Exercise directions:
Return the part of the article on Dr. Watson's discipline case starting with "Following an administrative" and going on through "Judge Marlette said.", copied word for word.

Selected extract:

On August 25, 2009, the California Third District Court of Appeal issued an opinion that held that a Northern California doctor’s repeated arrests for driving while intoxicated could serve as a proper basis for professional discipline, even though those arrests did not result in any criminal convictions.
In an opinion by Justice Harry Hull, the panel upheld the Medical Board of California’s decision revoking Dr. Louis H. Watson’s medical license but staying the revocation, and placing the doctor on probation for five years, with 30 days of actual suspension.
Dr. Watson was arrested on four occasions between July 2000 and August 2005 for driving under the influence of alcohol. According to the 2004 accusation filed against him by the board, two of these arrests occurred after police officers observed Dr. Watson driving erratically and two were subsequent to minor traffic collisions. On each occasion, Dr. Watson performed poorly on field sobriety tests but later breath or blood tests indicated his blood alcohol level was below the legal limit.
A misdemeanor complaint filed against Dr. Watson regarding the first incident was dismissed in November 2000 but a criminal matter was pending against Dr. Watson in connection with his last arrest in August 2005 at the time of his administrative hearing. No charges were filed based on his other two arrests.
The accusation also detailed Dr. Watson’s 2003 negotiated plea of no contest to battery, arising from an incident in which he hit another man in the back of the head in the parking lot of a home improvement store. Dr. Watson served one year on probation as a result of his conviction.
Watson further allegedly failed to disclose this conviction, as well as the medical board’s investigation and the drunken driving charges, in response to questions asking about such matters on two applications for reappointment to hospital medical staffs and two applications for professional liability insurance.
Following an administrative hearing, the medical board found each of the alleged incidents had been established and provided cause for discipline. Dr. Watson then petitioned for a writ of mandamus in the Sacramento Superior Court.
Sacramento Superior Court Judge Patrick Marlette granted the petition in part, finding that the board erred in relying on the battery incident to support discipline because that incident has no bearing on Watson’s qualifications to practice medicine.
Additionally, one of the alleged misstatements in an application for professional liability insurance could not serve as a basis for discipline because it was filed after Watson’s battery conviction had been expunged, Judge Marlette said.
Judge Marlette also struck the board’s finding that Watson suffered from a substance abuse disorder, along with two conditions of probation prohibiting the use of alcohol and requiring testing of bodily fluids. In all other respects, Marlette denied the petition.
On appeal, Dr. Watson argued that his use of alcohol could only be the basis for professional discipline if there were a proven nexus between his drinking and his ability to practice medicine safely. Justice Hull agreed that a logical connection between the two was required, as set forth in Business and Professions Code Sec. 2239which provides that a licensed physician’s use of alcohol “to the extent, or in such a manner as to be dangerous or injurious to the licensee, or to any other person or to the public, or to the extent that such use impairs the ability of the licensee to practice medicine safely” may subject him to discipline.

Given data:
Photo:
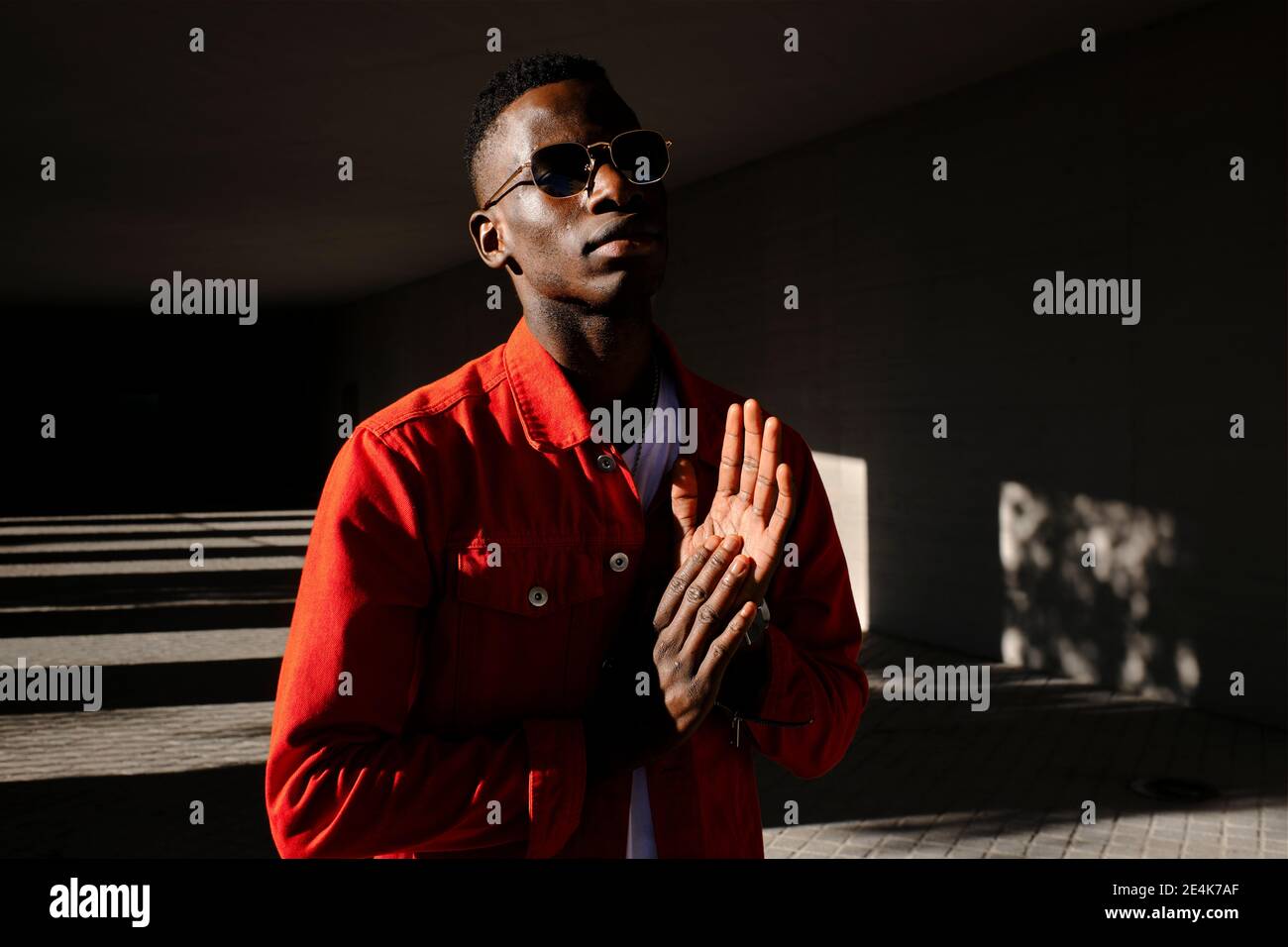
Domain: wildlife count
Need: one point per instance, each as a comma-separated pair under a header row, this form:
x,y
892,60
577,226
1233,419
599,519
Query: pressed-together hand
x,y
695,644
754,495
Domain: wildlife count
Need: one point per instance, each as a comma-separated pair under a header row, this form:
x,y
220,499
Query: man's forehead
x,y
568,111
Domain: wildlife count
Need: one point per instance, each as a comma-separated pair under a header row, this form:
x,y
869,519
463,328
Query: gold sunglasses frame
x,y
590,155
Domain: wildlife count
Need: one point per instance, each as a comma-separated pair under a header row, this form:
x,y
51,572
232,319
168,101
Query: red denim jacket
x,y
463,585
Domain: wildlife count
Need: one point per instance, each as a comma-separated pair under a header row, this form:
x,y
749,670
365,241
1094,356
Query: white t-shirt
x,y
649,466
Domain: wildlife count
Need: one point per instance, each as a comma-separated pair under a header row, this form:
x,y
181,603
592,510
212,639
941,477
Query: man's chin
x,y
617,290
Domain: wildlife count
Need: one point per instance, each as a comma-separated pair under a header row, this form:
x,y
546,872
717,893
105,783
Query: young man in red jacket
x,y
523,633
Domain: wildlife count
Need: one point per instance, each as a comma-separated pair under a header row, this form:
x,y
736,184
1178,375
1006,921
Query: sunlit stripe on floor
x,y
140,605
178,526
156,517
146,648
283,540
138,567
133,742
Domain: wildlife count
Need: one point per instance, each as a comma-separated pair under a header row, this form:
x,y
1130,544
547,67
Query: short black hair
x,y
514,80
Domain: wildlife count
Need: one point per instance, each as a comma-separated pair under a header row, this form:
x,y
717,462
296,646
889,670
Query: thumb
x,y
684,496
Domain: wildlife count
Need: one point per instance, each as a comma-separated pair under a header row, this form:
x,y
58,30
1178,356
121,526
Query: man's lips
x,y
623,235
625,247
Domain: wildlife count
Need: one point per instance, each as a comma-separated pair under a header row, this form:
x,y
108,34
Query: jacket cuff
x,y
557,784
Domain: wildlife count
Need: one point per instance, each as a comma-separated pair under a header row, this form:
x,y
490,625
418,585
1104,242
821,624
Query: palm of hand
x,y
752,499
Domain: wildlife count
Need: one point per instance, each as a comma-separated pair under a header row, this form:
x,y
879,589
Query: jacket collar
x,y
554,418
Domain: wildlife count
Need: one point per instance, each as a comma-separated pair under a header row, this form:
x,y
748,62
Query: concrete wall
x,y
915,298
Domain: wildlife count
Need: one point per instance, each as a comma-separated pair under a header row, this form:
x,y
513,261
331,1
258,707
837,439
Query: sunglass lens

Output for this exercise:
Following an administrative hearing, the medical board found each of the alleged incidents had been established and provided cause for discipline. Dr. Watson then petitioned for a writ of mandamus in the Sacramento Superior Court.
Sacramento Superior Court Judge Patrick Marlette granted the petition in part, finding that the board erred in relying on the battery incident to support discipline because that incident has no bearing on Watson’s qualifications to practice medicine.
Additionally, one of the alleged misstatements in an application for professional liability insurance could not serve as a basis for discipline because it was filed after Watson’s battery conviction had been expunged, Judge Marlette said.